[Instruções]
[1] Na coluna sobre lançamentos de quadrinhos, de quanto foi o acréscimo no preço da edição número 3 de Aquablue?
[2] Continue a coluna sobre lançamentos de quadrinhos a partir do ponto em que ela termina.

[Texto apresentado]

* * *

Atendendo a pedidos, o Omelete cria uma coluna irmã para a LÁ FORA e mergulha nas bancas e livrarias para comentar os principais lançamentos recentes. Nesta primeira coluna: Criaturas da Noite, Crise de Identidade, Narrativas gráficas e Slam Dunk & Vagabond.
Criaturas da Noite
Por Érico Borgo
|
Depois de um início que ficou devendo em qualidade gráfica, a Ediouro Quadrinhos apresentou neste mês uma sensível melhora nas suas publicações.
A bacana HQ franco-belga Aquablue, por exemplo, ganhou em sua edição número 3 um papel superior ao jornal em que ela vinha sendo publicada (além de um acréscimo de 60 centavos no preço). Valeu a pena, já que a mudança valorizou a arte de Olivier Vatine e não deve impactar muito nas vendas, já que o público consumidor desse tipo de história provavelmente aprovará o reajuste em função da edição mais agradável. O mesmo aconteceu com Arthur - Uma epopéia celta.
Mas o grande salto qualitativo da editora é a recém-lançada edição especial Criaturas da Noite, de Neil Gaiman e Michael Zulli. O gibi teve um tratamento esmerado e ótimo acabamento, prova de que o selo felizmente também planeja vôos mais altos do que aproveitar o papel das revistas de cruzadas.

* * *

[Seção de dados]
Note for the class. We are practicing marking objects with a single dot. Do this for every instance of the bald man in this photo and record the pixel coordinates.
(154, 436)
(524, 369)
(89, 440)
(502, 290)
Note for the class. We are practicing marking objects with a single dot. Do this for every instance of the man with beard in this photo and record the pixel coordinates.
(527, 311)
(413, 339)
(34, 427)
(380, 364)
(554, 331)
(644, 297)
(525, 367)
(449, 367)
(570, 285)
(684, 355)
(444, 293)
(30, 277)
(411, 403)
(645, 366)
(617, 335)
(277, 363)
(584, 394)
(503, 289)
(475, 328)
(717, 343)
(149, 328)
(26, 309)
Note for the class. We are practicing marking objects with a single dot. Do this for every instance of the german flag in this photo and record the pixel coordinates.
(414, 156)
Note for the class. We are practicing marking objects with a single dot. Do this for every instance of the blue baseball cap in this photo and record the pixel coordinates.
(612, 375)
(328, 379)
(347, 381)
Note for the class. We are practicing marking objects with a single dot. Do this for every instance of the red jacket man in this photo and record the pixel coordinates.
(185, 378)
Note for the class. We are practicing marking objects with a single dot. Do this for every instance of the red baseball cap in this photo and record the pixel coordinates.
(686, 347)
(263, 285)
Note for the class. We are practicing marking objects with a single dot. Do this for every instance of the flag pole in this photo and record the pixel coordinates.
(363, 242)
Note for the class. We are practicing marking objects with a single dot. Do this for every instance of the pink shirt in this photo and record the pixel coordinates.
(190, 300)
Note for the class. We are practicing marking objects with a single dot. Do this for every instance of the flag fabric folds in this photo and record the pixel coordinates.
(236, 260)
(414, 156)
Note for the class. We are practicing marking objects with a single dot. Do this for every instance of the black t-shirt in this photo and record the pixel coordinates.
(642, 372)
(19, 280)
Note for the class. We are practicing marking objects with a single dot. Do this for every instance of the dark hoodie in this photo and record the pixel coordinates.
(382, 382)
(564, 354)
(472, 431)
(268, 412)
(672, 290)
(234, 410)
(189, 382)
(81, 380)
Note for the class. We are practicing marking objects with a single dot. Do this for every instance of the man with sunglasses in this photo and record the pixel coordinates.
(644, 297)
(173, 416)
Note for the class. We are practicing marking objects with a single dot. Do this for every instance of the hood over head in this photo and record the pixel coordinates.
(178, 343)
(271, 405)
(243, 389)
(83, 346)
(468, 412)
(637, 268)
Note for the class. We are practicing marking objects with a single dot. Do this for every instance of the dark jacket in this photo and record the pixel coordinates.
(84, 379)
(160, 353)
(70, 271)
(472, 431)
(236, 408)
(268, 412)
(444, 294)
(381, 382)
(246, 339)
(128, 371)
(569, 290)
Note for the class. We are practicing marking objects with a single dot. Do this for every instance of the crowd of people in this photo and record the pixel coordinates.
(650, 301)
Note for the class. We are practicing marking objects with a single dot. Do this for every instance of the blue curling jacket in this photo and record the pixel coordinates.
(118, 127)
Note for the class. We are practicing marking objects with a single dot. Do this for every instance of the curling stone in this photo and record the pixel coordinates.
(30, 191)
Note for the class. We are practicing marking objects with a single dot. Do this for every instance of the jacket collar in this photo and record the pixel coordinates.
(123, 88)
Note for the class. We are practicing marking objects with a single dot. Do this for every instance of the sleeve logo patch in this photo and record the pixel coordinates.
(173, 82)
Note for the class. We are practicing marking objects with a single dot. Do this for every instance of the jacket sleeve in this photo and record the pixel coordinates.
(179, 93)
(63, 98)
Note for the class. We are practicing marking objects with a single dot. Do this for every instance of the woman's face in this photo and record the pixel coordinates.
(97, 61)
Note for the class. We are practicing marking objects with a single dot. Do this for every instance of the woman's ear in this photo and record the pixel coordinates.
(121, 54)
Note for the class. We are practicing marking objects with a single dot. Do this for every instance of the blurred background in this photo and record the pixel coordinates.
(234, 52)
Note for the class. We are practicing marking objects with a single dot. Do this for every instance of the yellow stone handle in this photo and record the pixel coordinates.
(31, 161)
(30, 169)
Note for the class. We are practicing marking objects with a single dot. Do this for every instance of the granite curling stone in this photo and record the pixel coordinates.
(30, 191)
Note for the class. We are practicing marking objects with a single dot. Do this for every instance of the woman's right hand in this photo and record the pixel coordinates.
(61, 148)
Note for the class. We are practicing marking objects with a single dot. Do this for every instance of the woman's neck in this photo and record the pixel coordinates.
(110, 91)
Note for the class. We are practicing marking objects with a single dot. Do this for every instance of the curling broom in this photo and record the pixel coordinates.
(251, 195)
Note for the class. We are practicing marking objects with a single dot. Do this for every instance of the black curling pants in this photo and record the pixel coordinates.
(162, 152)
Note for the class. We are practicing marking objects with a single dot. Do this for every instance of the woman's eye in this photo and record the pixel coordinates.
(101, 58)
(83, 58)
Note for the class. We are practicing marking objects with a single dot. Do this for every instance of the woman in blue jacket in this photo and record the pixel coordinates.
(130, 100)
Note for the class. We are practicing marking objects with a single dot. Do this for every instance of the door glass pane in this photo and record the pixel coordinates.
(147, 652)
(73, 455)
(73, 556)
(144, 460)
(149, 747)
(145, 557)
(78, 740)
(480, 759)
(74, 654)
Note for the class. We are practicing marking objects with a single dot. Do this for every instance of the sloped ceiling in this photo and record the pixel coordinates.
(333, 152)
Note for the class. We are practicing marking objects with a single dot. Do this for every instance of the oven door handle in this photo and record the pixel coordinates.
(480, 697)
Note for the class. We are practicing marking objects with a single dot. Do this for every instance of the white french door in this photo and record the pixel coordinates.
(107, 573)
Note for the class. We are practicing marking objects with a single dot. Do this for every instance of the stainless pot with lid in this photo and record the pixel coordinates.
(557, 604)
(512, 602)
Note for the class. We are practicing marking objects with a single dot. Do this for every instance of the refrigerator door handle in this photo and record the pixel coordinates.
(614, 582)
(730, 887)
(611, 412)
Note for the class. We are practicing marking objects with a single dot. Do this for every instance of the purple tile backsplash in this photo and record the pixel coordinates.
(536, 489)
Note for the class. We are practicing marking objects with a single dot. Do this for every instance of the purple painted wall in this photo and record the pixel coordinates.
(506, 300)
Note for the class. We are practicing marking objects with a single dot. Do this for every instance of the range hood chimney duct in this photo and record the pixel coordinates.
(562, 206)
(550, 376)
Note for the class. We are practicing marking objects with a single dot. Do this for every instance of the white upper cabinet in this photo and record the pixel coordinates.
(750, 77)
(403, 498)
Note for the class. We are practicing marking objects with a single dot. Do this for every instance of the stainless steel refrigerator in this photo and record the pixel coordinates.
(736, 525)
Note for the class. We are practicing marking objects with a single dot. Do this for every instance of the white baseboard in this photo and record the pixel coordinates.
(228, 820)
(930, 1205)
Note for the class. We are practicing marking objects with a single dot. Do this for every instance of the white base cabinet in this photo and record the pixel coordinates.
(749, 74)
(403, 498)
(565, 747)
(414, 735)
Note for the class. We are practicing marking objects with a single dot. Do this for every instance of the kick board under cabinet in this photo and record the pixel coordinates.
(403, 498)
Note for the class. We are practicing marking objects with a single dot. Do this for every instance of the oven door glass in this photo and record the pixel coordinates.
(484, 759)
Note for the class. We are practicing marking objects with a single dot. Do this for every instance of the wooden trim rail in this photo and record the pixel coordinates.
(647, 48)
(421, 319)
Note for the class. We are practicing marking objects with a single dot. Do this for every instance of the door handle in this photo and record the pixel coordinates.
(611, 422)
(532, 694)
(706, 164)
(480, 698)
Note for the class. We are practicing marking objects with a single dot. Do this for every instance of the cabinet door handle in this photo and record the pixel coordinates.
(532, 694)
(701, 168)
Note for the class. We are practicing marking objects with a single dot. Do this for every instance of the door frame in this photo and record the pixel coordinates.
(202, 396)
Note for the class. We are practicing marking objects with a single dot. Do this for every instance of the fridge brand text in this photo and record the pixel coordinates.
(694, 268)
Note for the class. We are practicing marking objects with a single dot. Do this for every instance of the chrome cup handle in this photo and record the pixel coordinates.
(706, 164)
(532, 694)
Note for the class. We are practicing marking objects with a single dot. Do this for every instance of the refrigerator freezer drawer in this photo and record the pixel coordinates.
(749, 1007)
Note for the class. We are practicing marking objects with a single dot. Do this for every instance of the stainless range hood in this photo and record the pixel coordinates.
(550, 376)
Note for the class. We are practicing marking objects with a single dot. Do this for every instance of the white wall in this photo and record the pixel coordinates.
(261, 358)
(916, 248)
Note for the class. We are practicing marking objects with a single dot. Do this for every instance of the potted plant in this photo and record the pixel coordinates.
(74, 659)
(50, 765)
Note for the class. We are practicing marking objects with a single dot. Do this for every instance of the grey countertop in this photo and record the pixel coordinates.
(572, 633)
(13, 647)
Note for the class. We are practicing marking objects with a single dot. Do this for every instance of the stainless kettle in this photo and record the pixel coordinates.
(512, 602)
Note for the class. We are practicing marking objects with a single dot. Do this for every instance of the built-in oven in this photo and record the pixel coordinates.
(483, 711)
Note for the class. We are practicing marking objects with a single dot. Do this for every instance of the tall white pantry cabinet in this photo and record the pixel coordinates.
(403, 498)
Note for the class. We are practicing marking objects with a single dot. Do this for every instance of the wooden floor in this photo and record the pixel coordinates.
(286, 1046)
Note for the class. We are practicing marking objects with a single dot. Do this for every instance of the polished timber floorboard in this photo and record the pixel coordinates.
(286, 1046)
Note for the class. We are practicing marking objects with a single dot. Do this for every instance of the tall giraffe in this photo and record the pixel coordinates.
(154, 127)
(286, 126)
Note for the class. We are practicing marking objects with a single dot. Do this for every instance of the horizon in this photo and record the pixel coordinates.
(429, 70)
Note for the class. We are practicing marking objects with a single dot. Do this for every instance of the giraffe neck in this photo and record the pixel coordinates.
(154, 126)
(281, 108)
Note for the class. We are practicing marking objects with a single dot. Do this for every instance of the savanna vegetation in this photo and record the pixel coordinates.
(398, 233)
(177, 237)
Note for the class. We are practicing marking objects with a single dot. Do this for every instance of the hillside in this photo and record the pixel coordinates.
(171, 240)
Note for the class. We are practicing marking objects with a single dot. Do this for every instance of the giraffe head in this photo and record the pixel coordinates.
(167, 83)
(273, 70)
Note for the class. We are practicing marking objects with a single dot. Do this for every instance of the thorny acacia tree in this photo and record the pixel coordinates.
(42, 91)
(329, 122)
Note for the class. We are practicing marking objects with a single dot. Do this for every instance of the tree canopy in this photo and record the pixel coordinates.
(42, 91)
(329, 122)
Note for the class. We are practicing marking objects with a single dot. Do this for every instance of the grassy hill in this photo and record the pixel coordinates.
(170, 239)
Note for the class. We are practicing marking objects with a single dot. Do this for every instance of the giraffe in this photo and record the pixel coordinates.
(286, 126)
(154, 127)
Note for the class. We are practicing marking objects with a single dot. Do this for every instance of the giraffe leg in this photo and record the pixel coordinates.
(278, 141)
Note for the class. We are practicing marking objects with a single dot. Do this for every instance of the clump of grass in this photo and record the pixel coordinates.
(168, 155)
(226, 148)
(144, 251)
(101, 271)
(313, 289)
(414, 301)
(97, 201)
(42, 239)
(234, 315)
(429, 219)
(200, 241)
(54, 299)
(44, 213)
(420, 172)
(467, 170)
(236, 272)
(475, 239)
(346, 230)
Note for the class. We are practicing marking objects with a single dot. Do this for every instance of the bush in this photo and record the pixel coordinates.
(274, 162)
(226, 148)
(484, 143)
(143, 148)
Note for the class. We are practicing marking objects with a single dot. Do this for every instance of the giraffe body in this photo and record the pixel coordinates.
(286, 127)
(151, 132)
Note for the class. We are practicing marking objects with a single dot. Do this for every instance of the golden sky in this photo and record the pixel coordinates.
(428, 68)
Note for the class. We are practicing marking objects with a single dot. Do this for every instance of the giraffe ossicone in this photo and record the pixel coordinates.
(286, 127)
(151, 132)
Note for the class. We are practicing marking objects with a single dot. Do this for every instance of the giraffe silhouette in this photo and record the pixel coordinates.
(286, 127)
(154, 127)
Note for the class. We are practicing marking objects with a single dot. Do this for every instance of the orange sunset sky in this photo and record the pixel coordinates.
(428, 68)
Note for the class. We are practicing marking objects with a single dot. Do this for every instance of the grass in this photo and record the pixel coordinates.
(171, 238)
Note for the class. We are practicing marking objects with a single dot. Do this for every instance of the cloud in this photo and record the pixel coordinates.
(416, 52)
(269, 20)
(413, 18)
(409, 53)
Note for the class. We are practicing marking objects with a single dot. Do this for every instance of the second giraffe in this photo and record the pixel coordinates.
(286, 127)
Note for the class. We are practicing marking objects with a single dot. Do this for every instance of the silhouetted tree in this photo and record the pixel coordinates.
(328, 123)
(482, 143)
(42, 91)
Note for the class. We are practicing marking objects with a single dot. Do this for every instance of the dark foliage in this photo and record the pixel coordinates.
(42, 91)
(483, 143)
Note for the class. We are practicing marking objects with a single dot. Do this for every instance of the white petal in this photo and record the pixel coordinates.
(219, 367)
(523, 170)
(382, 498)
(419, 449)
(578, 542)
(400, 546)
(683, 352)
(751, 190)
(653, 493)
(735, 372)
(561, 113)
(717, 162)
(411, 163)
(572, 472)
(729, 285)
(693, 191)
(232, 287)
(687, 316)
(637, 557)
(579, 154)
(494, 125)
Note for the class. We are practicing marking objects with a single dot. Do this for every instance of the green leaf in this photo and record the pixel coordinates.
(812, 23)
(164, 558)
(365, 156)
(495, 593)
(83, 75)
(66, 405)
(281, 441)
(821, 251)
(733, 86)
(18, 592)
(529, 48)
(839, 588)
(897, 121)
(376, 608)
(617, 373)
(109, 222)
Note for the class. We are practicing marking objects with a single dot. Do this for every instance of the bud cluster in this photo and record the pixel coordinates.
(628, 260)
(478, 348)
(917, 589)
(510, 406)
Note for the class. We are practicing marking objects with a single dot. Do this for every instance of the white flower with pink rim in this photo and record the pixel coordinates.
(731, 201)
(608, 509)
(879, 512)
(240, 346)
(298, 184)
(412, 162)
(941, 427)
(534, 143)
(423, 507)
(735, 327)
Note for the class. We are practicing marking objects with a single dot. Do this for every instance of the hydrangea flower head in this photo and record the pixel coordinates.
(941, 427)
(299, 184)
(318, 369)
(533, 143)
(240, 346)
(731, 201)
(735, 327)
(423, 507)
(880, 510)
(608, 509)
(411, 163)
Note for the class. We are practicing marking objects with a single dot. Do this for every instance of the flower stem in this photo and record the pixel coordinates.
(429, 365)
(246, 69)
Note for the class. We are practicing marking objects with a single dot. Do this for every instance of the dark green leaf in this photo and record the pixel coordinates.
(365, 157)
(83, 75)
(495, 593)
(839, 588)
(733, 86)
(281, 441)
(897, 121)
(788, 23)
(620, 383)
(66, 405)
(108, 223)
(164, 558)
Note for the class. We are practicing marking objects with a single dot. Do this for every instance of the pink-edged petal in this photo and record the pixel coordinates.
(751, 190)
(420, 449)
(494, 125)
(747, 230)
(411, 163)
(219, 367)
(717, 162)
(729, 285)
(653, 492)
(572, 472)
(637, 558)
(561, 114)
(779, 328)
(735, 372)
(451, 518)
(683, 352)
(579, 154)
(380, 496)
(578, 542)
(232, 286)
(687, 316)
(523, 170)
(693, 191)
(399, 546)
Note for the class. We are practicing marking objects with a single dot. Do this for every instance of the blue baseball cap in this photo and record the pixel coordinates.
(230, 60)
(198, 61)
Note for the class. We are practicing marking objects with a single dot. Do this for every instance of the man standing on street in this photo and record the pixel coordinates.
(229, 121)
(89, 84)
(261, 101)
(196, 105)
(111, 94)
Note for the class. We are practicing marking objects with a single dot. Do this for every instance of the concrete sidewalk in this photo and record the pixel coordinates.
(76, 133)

* * *

[Respostas]
[1] 60 centavos.

[2]
A edição traz a adaptação em quadrinhos de dois contos do livro Fumaça e Espelhos: O preço e A filha das corujas. No primeiro, um sujeito comum que vive no campo começa a notar que seu gato chega cada vez mais machucado de suas excursões noturnas. A situação piora a cada dia, até que o dono do bicho decide ficar de tocaia para ver o que está maltratando seu animal daquela maneira. No outro, o inglês conta a história de uma menininha abandonada na escadaria de uma igreja. Enviada para ser criada por uma freira, a criança torna-se uma mulher de beleza incomparável, que começa a deixar os homens da cidade violentos.
É curioso notar como o conto de Gaiman - um dos melhores do livro Fumaça e espelhos - perde força quando levado aos quadrinhos. Apesar do belo traço de Zulli, a idéia da maligna aparição descrita no romance é muito mais sugestiva e aterradora que a pintada pelo artista no gibi. Já na segunda história o caminho é inverso. Zulli é mais feliz nas imagens da protagonista e o conto nos quadrinhos fica mais interessante que no livro.
Criaturas da noite tem 56 páginas e custa 14,90 reais.
Crise de Identidade
Por Érico Borgo
|
Chegou às bancas brasileiras o aguardadíssimo pontapé inicial das mudanças no universo dos super-heróis da DC Comics. Trata-se de Crise de Identidade, primeira edição de uma minissérie em sete partes com roteiro de Brad Meltzer, ilustrações da dupla Rags Morales e Michael Bair e capas de Michael Turner.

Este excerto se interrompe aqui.